SELECTED EXCERPT section start

Leadership and Heroes

I sat in the stands two days ago listening to speeches given as part of President James Wright's inauguration. It was a beautiful autumn day, like the postcards they sell in the Dartmouth Bookstore. Dartmouth was celebrating and welcoming a new leader. However, the most meaningful part of the day's events for me was Student Assembly President Josh Green's speech on student leadership and heroes.

I recently came to Dartmouth College as the Director of Fellowships and Internships at the Tucker Foundation. Staff and students at the Tucker Foundation have been grieving for the past week over the tragic death of David O'Brien '91, one of Dartmouth's heroes.

He died at age 29 in a hospital in Bombay, India while doing hunger research in a small Indian village. David had committed his life to fighting hunger. At Dartmouth, he founded the Students Fighting Hunger student organization, which is still an active organization based at Tucker Foundation. After graduating, he worked in Africa, Central America, India and the United States on hunger relief and earned master's degrees in nutrition, law and diplomacy.

At David's funeral, his sister Claire told Reverend Gwendolyn King, interim College chaplain, and Jan Tarjan, associate dean of the Tucker Foundation, that she had found a quote by William Jewett Tucker, the ninth president of Dartmouth, tucked into David's wallet among personal possessions he had with him in India: "Be not content with the commonplace in character anymore than with the commonplace in ambition or intellectual attainment. Do not expect that you will make any lasting or very strong impression on the world through intellectual powers without the use of an equal amount of conscience and heart."

SELECTED EXCERPT section end
LISTED ENTRIES section start

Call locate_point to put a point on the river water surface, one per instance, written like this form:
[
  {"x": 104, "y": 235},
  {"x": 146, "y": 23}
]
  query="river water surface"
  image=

LISTED ENTRIES section end

Reproduce the passage of the leadership and heroes text above from "He died at age" to "law and diplomacy.".

He died at age 29 in a hospital in Bombay, India while doing hunger research in a small Indian village. David had committed his life to fighting hunger. At Dartmouth, he founded the Students Fighting Hunger student organization, which is still an active organization based at Tucker Foundation. After graduating, he worked in Africa, Central America, India and the United States on hunger relief and earned master's degrees in nutrition, law and diplomacy.